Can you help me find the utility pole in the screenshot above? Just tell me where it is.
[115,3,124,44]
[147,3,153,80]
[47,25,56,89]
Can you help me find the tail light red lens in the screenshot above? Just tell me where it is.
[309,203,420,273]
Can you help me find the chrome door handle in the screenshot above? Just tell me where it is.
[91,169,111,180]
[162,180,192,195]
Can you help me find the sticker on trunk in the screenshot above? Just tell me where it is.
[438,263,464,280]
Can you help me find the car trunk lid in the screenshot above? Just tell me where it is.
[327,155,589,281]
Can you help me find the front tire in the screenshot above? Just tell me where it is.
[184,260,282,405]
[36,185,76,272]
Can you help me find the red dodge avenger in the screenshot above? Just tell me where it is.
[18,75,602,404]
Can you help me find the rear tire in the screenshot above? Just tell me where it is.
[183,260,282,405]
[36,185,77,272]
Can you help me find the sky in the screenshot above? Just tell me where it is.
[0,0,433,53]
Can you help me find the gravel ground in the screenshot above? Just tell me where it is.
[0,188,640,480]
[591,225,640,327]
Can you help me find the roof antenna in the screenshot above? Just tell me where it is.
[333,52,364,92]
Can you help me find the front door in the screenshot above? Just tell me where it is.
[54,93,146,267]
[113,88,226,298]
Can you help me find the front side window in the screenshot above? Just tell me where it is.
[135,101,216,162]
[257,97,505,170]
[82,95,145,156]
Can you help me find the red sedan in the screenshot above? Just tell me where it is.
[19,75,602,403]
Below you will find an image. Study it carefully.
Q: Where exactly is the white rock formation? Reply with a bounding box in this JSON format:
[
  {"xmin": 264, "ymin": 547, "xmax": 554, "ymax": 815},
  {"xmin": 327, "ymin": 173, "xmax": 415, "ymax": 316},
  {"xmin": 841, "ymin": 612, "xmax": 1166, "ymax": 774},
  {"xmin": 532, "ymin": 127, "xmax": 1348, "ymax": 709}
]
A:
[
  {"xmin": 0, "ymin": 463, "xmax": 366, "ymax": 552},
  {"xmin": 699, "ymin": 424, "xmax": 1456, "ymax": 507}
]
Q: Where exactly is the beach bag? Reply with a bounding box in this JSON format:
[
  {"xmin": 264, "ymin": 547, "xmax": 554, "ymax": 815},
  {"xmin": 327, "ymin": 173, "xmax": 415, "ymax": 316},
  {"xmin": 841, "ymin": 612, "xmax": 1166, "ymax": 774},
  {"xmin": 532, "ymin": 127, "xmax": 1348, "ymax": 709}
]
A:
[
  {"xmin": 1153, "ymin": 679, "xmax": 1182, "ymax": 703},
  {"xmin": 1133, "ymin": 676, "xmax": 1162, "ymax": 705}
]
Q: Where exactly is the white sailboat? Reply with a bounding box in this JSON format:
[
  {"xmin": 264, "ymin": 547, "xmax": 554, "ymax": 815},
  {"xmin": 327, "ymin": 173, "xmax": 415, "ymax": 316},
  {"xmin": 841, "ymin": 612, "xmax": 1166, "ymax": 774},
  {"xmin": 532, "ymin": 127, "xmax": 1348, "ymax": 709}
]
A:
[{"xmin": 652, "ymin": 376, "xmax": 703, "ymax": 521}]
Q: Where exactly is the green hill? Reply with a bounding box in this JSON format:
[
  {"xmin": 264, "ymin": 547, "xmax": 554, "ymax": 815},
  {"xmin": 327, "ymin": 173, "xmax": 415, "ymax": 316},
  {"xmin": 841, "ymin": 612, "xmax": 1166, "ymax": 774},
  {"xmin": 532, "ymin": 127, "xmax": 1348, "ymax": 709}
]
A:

────────────────────

## WRITTEN INSTRUCTION:
Please rewrite the entire listing above as a JSON array of strings, one string per line, with blank lines left out.

## TASK OUTPUT:
[
  "Can you help me find the utility pole in the screenshot above? Just tell me where it is.",
  "[115,3,124,44]",
  "[147,3,153,80]",
  "[47,25,56,89]",
  "Can you help me find the tail light red lens in the screenshot above? Just tell me where it is.",
  "[309,203,420,273]",
  "Can you help me find the chrome door handle in the screenshot above? Just tell me where it is.",
  "[91,169,111,180]",
  "[162,180,192,195]",
  "Can you help me find the sticker on trunk in the screenshot above? Just tell me where it is.",
  "[438,263,464,280]",
  "Can you help me find the car trunk lid in the screenshot above? Just tell me where it is.",
  "[327,155,589,281]",
  "Can you help me find the front tire in the screenshot above? Just tell me where it is.",
  "[184,260,282,405]",
  "[36,185,76,272]",
  "Can you help me find the red dodge avenger in the screenshot above? Just tell me where it is.",
  "[18,75,602,404]",
  "Can you help me find the rear tire in the screenshot above? Just tell me where it is.",
  "[183,260,282,405]",
  "[36,185,77,272]",
  "Can you help me find the sky in the screenshot above? Just tell me where it is.",
  "[0,0,433,53]",
  "Can you help me find the gravel ground in the screenshot above? Just tell me where it is.",
  "[0,188,640,480]",
  "[591,225,640,327]",
  "Can you help me find the roof antenna in the screenshot above? Just tell me where it is.",
  "[333,52,364,92]",
  "Can you help me find the front door in the screenshot above? Just tell me where it is.",
  "[54,93,146,267]",
  "[113,88,226,298]",
  "Can you help me find the front side window in the screenshot above? Just tell me where it is.",
  "[135,101,216,162]",
  "[257,97,505,170]",
  "[82,95,145,156]",
  "Can you help me find the red sedan in the screenshot above? Just tell me where it is.",
  "[19,75,602,403]",
  "Below you will find an image. Study it carefully.",
  "Q: Where exactly is the white rock formation? Reply with a bounding box in this JSON format:",
  "[",
  "  {\"xmin\": 264, \"ymin\": 547, \"xmax\": 554, \"ymax\": 815},",
  "  {\"xmin\": 327, \"ymin\": 173, \"xmax\": 415, \"ymax\": 316},",
  "  {\"xmin\": 841, \"ymin\": 612, \"xmax\": 1166, \"ymax\": 774},",
  "  {\"xmin\": 532, \"ymin\": 127, \"xmax\": 1348, \"ymax\": 709}",
  "]",
  "A:",
  "[",
  "  {\"xmin\": 0, \"ymin\": 463, \"xmax\": 366, \"ymax\": 552},",
  "  {\"xmin\": 699, \"ymin\": 424, \"xmax\": 1456, \"ymax\": 507}",
  "]",
  "Q: Where exactly is the beach bag? Reply with a bounding box in this JSON format:",
  "[",
  "  {\"xmin\": 264, \"ymin\": 547, \"xmax\": 554, \"ymax\": 815},",
  "  {\"xmin\": 327, \"ymin\": 173, \"xmax\": 415, \"ymax\": 316},",
  "  {\"xmin\": 841, \"ymin\": 612, \"xmax\": 1166, \"ymax\": 774},",
  "  {\"xmin\": 532, \"ymin\": 127, \"xmax\": 1348, \"ymax\": 709}",
  "]",
  "A:",
  "[",
  "  {\"xmin\": 1153, \"ymin\": 679, \"xmax\": 1182, \"ymax\": 703},",
  "  {\"xmin\": 1133, \"ymin\": 676, \"xmax\": 1162, \"ymax\": 705}",
  "]",
  "Q: Where exactly is the white sailboat? Reply with a bounding box in this JSON format:",
  "[",
  "  {\"xmin\": 264, \"ymin\": 547, \"xmax\": 554, \"ymax\": 815},",
  "  {\"xmin\": 327, \"ymin\": 173, \"xmax\": 415, \"ymax\": 316},",
  "  {\"xmin\": 841, \"ymin\": 612, \"xmax\": 1166, \"ymax\": 774},",
  "  {\"xmin\": 532, \"ymin\": 127, \"xmax\": 1348, \"ymax\": 709}",
  "]",
  "A:",
  "[{\"xmin\": 652, \"ymin\": 376, \"xmax\": 703, \"ymax\": 521}]",
  "Q: Where exactly is the green hill? Reply with a bounding box in this JSON format:",
  "[",
  "  {\"xmin\": 264, \"ymin\": 547, \"xmax\": 554, \"ymax\": 815},",
  "  {\"xmin\": 327, \"ymin\": 173, \"xmax\": 415, \"ymax\": 316},",
  "  {\"xmin\": 841, \"ymin\": 612, \"xmax\": 1166, \"ymax\": 774},",
  "  {\"xmin\": 532, \"ymin\": 127, \"xmax\": 1348, \"ymax\": 709}",
  "]",
  "A:"
]